— Requirement —
Below are entries; copy exactly the lines from the one with "red flower?" through the one with "roof overhang?", both included, and leave out the rest.

— Saved data entries —
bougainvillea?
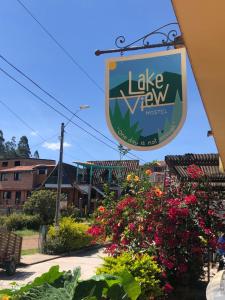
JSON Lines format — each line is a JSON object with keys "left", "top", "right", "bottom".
{"left": 89, "top": 165, "right": 225, "bottom": 293}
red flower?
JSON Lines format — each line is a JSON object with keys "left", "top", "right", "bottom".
{"left": 87, "top": 225, "right": 103, "bottom": 236}
{"left": 105, "top": 243, "right": 118, "bottom": 255}
{"left": 208, "top": 209, "right": 214, "bottom": 216}
{"left": 163, "top": 282, "right": 174, "bottom": 293}
{"left": 163, "top": 259, "right": 174, "bottom": 270}
{"left": 154, "top": 233, "right": 163, "bottom": 246}
{"left": 204, "top": 228, "right": 212, "bottom": 235}
{"left": 187, "top": 164, "right": 204, "bottom": 179}
{"left": 184, "top": 195, "right": 197, "bottom": 205}
{"left": 97, "top": 206, "right": 105, "bottom": 213}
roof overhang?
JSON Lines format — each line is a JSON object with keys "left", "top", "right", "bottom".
{"left": 172, "top": 0, "right": 225, "bottom": 167}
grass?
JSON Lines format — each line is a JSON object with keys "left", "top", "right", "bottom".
{"left": 15, "top": 229, "right": 39, "bottom": 237}
{"left": 21, "top": 248, "right": 39, "bottom": 255}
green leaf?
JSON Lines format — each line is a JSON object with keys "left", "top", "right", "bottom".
{"left": 17, "top": 265, "right": 64, "bottom": 295}
{"left": 73, "top": 280, "right": 107, "bottom": 300}
{"left": 117, "top": 270, "right": 141, "bottom": 300}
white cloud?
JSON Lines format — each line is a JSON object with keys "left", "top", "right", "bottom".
{"left": 30, "top": 131, "right": 38, "bottom": 136}
{"left": 42, "top": 142, "right": 71, "bottom": 151}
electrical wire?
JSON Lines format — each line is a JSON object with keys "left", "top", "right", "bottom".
{"left": 14, "top": 1, "right": 147, "bottom": 163}
{"left": 0, "top": 66, "right": 139, "bottom": 160}
{"left": 0, "top": 53, "right": 146, "bottom": 163}
{"left": 16, "top": 0, "right": 104, "bottom": 93}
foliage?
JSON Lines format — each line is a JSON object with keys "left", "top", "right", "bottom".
{"left": 23, "top": 190, "right": 57, "bottom": 225}
{"left": 97, "top": 252, "right": 162, "bottom": 299}
{"left": 17, "top": 136, "right": 31, "bottom": 158}
{"left": 0, "top": 129, "right": 33, "bottom": 159}
{"left": 0, "top": 265, "right": 141, "bottom": 300}
{"left": 61, "top": 205, "right": 81, "bottom": 220}
{"left": 33, "top": 150, "right": 40, "bottom": 159}
{"left": 0, "top": 213, "right": 40, "bottom": 231}
{"left": 45, "top": 217, "right": 92, "bottom": 254}
{"left": 88, "top": 165, "right": 225, "bottom": 293}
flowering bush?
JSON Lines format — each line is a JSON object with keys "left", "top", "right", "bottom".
{"left": 89, "top": 165, "right": 225, "bottom": 292}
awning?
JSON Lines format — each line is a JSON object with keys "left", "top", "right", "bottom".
{"left": 172, "top": 0, "right": 225, "bottom": 167}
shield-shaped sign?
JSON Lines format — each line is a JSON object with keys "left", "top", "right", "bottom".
{"left": 105, "top": 48, "right": 186, "bottom": 150}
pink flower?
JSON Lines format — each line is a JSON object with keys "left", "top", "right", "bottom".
{"left": 204, "top": 228, "right": 212, "bottom": 235}
{"left": 128, "top": 223, "right": 135, "bottom": 231}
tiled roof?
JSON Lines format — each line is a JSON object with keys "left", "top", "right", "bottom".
{"left": 0, "top": 166, "right": 34, "bottom": 172}
{"left": 0, "top": 164, "right": 55, "bottom": 173}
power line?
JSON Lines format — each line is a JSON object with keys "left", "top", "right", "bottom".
{"left": 0, "top": 99, "right": 41, "bottom": 136}
{"left": 16, "top": 0, "right": 104, "bottom": 93}
{"left": 0, "top": 98, "right": 61, "bottom": 152}
{"left": 0, "top": 53, "right": 146, "bottom": 163}
{"left": 0, "top": 66, "right": 138, "bottom": 160}
{"left": 14, "top": 1, "right": 146, "bottom": 163}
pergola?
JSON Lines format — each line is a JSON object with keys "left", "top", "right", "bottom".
{"left": 74, "top": 161, "right": 126, "bottom": 185}
{"left": 165, "top": 153, "right": 225, "bottom": 190}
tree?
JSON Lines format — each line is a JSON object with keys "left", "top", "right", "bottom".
{"left": 24, "top": 190, "right": 57, "bottom": 224}
{"left": 17, "top": 135, "right": 31, "bottom": 158}
{"left": 5, "top": 136, "right": 17, "bottom": 158}
{"left": 0, "top": 130, "right": 5, "bottom": 158}
{"left": 33, "top": 150, "right": 40, "bottom": 159}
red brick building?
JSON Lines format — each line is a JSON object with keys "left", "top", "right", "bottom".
{"left": 0, "top": 158, "right": 55, "bottom": 212}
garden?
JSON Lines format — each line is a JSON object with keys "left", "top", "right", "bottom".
{"left": 0, "top": 165, "right": 225, "bottom": 299}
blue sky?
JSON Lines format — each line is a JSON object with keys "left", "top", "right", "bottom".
{"left": 0, "top": 0, "right": 217, "bottom": 165}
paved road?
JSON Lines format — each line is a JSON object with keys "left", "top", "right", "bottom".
{"left": 0, "top": 248, "right": 106, "bottom": 289}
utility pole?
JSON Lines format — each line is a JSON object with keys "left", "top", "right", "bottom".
{"left": 55, "top": 122, "right": 65, "bottom": 227}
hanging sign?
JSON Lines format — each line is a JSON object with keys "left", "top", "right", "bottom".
{"left": 105, "top": 48, "right": 186, "bottom": 150}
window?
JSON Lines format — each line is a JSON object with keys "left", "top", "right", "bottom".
{"left": 14, "top": 172, "right": 22, "bottom": 181}
{"left": 3, "top": 191, "right": 11, "bottom": 199}
{"left": 14, "top": 161, "right": 20, "bottom": 166}
{"left": 2, "top": 161, "right": 8, "bottom": 167}
{"left": 15, "top": 191, "right": 21, "bottom": 204}
{"left": 0, "top": 173, "right": 8, "bottom": 181}
{"left": 38, "top": 168, "right": 46, "bottom": 175}
{"left": 26, "top": 191, "right": 31, "bottom": 198}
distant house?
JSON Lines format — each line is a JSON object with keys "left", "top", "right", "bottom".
{"left": 43, "top": 163, "right": 77, "bottom": 208}
{"left": 0, "top": 158, "right": 56, "bottom": 213}
{"left": 144, "top": 161, "right": 167, "bottom": 186}
{"left": 74, "top": 160, "right": 140, "bottom": 212}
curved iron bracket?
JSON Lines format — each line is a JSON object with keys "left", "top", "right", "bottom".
{"left": 95, "top": 22, "right": 183, "bottom": 56}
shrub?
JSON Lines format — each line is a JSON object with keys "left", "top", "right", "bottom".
{"left": 97, "top": 252, "right": 162, "bottom": 299}
{"left": 3, "top": 213, "right": 41, "bottom": 231}
{"left": 24, "top": 189, "right": 57, "bottom": 225}
{"left": 45, "top": 217, "right": 92, "bottom": 254}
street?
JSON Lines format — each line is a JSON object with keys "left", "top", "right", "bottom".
{"left": 0, "top": 248, "right": 106, "bottom": 289}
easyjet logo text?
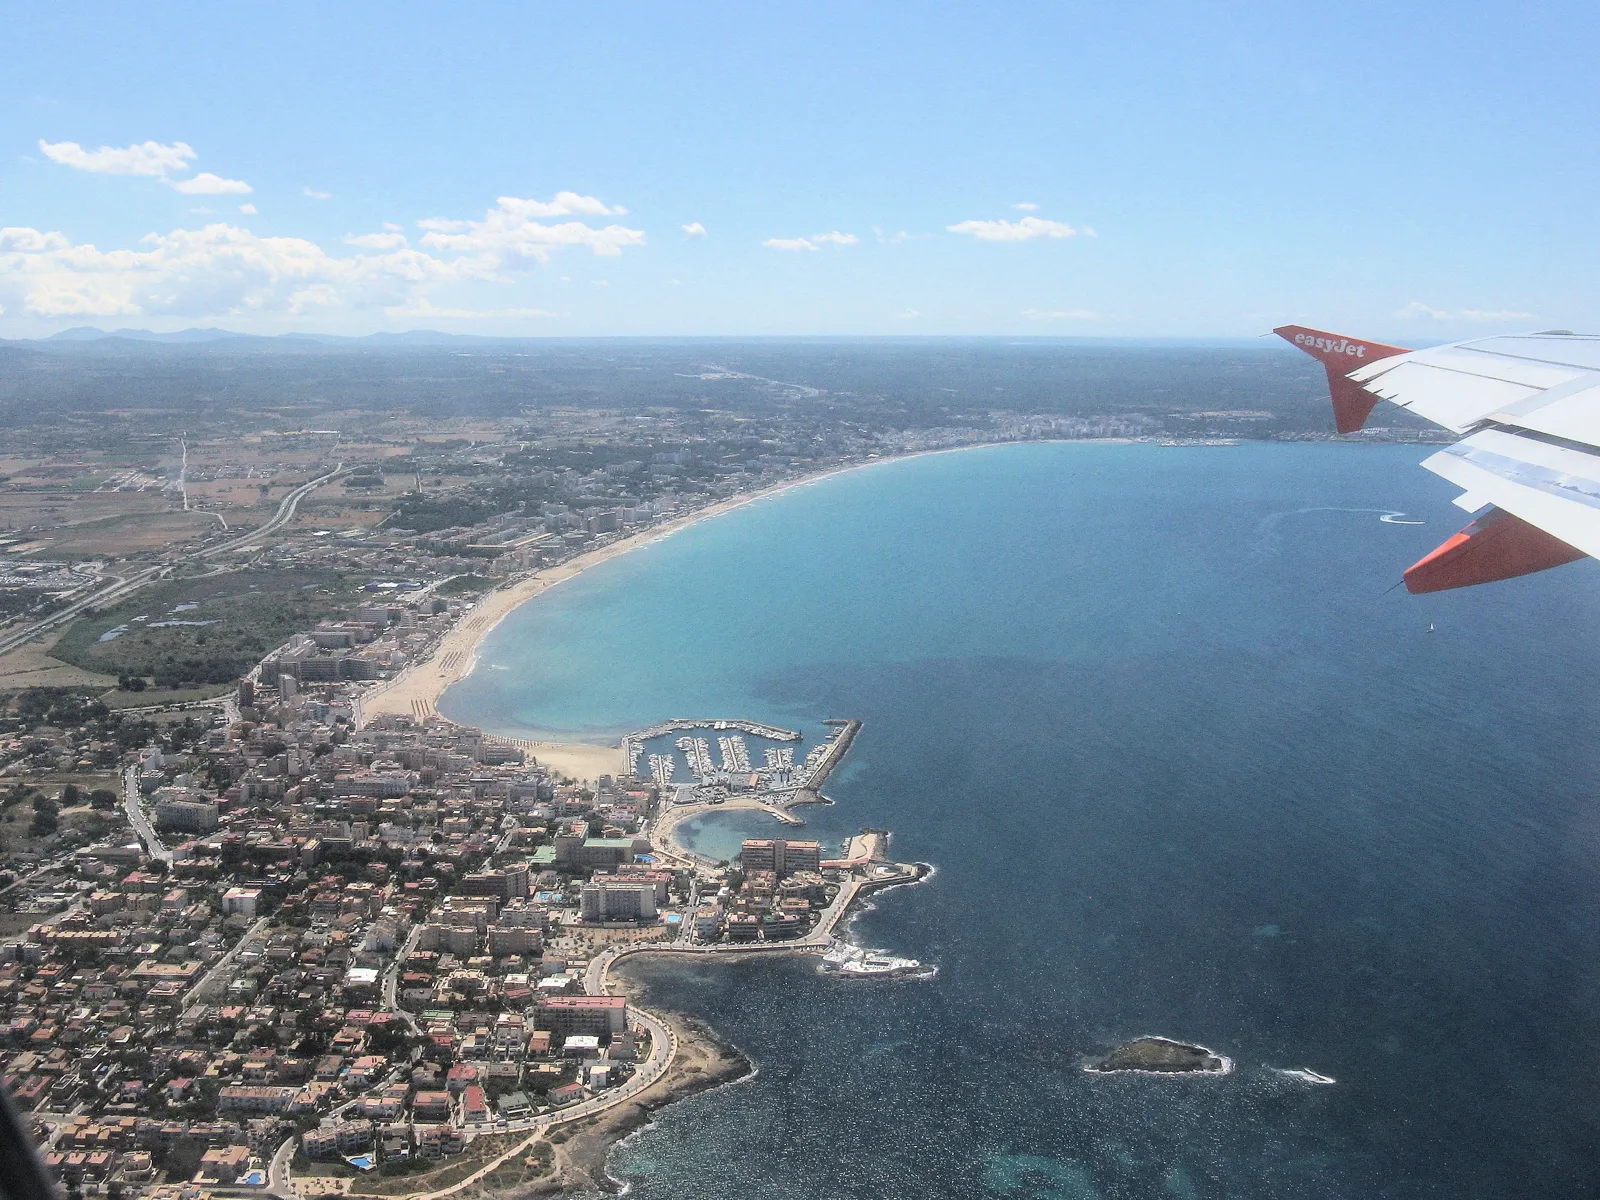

— Result for this exercise —
red flower?
JSON Lines format — each line is a JSON object with keys "left", "top", "right", "bottom".
{"left": 87, "top": 225, "right": 103, "bottom": 236}
{"left": 105, "top": 243, "right": 118, "bottom": 255}
{"left": 208, "top": 209, "right": 214, "bottom": 216}
{"left": 163, "top": 282, "right": 174, "bottom": 293}
{"left": 163, "top": 259, "right": 174, "bottom": 270}
{"left": 154, "top": 233, "right": 163, "bottom": 246}
{"left": 204, "top": 228, "right": 212, "bottom": 235}
{"left": 187, "top": 164, "right": 204, "bottom": 179}
{"left": 184, "top": 195, "right": 197, "bottom": 205}
{"left": 97, "top": 206, "right": 105, "bottom": 213}
roof overhang?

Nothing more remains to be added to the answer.